It is well known that mutations in the BRCA genes increase the risk of female breast and ovarian cancers. But for the first time, researchers from The Institute of Cancer Research in the UK have discovered a link between smokers with a BRCA2 gene mutation and increased risk of lung cancer.
According to the American Cancer Society, approximately 224,201 Americans will receive a lung cancer diagnosis this year.
It is common knowledge that smoking is the leading risk factor for lung cancer, causing at least 80% of deaths from the disease.
But the researchers of this latest study, led by Richard Houlston, professor of molecular population and genetics at The Institute of Cancer Research (ICR), say past studies have indicated that genetic factors may also increase lung cancer risk.
To investigate further, the research team compared the DNA of 11,348 European individuals who had lung cancer with the DNA of 15,861 Europeans who were free of the disease.
Their findings, recently published in the journal Nature Genetics, revealed that smokers who had mutations in the BRCA2 gene had a 25% chance of developing lung cancer during their lifetime. Smokers in general have around a 13-15% chance of lung cancer, so the study results show that a BRCA2 gene mutation can increase lung cancer risk even further.
The team found that this association was most prominent among study participants who had squamous cell lung cancer – the most common subtype of the disease.

.....

Retype the part of the text on BRCA2 and lung cancer that begins at the words "It is common" and stops after "free of the disease.".

[Entries provided]
.....

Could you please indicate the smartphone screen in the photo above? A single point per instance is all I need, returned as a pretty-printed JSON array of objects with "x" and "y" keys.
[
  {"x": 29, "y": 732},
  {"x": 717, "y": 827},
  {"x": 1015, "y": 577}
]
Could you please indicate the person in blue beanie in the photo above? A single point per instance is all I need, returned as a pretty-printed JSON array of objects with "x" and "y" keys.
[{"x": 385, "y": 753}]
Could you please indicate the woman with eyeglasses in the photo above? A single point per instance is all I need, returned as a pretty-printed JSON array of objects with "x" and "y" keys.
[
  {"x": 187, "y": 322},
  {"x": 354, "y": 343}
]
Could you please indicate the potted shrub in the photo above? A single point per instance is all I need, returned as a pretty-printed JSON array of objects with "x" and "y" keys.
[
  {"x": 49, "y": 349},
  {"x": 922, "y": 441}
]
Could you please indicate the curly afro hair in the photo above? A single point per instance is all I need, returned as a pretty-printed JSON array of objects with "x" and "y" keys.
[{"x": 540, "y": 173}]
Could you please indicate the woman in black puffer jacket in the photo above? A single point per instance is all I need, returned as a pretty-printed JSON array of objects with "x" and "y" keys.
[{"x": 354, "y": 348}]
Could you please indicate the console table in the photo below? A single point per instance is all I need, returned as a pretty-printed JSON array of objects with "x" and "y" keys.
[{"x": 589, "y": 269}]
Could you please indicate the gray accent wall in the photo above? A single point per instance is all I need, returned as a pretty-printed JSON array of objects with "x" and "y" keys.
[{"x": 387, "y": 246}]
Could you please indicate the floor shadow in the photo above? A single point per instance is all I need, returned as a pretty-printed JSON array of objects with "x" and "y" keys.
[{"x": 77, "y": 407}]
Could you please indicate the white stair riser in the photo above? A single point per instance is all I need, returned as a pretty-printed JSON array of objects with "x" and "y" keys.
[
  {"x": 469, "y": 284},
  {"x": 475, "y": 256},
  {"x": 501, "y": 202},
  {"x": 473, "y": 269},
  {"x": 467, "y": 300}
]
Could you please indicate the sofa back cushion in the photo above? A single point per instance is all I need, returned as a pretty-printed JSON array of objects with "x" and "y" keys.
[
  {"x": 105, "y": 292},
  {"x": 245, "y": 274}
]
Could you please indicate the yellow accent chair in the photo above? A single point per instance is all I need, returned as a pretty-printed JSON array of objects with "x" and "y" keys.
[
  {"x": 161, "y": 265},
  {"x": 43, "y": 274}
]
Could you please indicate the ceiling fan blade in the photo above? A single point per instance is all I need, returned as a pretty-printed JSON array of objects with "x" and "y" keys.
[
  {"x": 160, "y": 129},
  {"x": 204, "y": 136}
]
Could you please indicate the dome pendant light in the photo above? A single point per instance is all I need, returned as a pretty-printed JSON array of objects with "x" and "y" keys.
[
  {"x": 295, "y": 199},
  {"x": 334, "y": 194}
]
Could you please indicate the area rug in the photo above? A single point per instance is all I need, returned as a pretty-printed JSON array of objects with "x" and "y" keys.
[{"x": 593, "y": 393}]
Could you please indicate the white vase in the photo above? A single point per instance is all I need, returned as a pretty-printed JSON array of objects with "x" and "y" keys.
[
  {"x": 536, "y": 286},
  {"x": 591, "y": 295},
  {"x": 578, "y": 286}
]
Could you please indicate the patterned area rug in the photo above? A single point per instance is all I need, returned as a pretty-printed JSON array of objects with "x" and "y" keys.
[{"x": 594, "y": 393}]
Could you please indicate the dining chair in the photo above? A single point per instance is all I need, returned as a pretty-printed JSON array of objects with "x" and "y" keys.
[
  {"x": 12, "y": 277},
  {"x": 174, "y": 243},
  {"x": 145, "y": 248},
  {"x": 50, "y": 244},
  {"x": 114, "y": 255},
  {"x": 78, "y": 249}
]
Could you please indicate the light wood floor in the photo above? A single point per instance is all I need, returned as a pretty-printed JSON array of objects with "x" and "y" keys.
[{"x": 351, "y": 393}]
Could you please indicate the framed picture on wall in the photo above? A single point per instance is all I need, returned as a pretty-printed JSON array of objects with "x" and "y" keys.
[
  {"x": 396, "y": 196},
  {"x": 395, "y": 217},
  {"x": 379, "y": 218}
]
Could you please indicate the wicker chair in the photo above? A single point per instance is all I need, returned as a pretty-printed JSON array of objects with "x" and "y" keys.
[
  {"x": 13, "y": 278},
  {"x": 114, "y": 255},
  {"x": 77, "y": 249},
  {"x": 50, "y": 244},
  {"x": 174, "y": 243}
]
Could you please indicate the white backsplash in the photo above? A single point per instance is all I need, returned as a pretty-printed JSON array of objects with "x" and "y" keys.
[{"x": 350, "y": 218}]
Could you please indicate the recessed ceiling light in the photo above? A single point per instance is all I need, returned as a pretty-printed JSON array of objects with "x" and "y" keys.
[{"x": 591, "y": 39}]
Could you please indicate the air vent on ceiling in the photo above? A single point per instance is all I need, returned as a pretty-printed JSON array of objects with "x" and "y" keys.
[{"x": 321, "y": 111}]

.....

[Completed task]
It is common knowledge that smoking is the leading risk factor for lung cancer, causing at least 80% of deaths from the disease.
But the researchers of this latest study, led by Richard Houlston, professor of molecular population and genetics at The Institute of Cancer Research (ICR), say past studies have indicated that genetic factors may also increase lung cancer risk.
To investigate further, the research team compared the DNA of 11,348 European individuals who had lung cancer with the DNA of 15,861 Europeans who were free of the disease.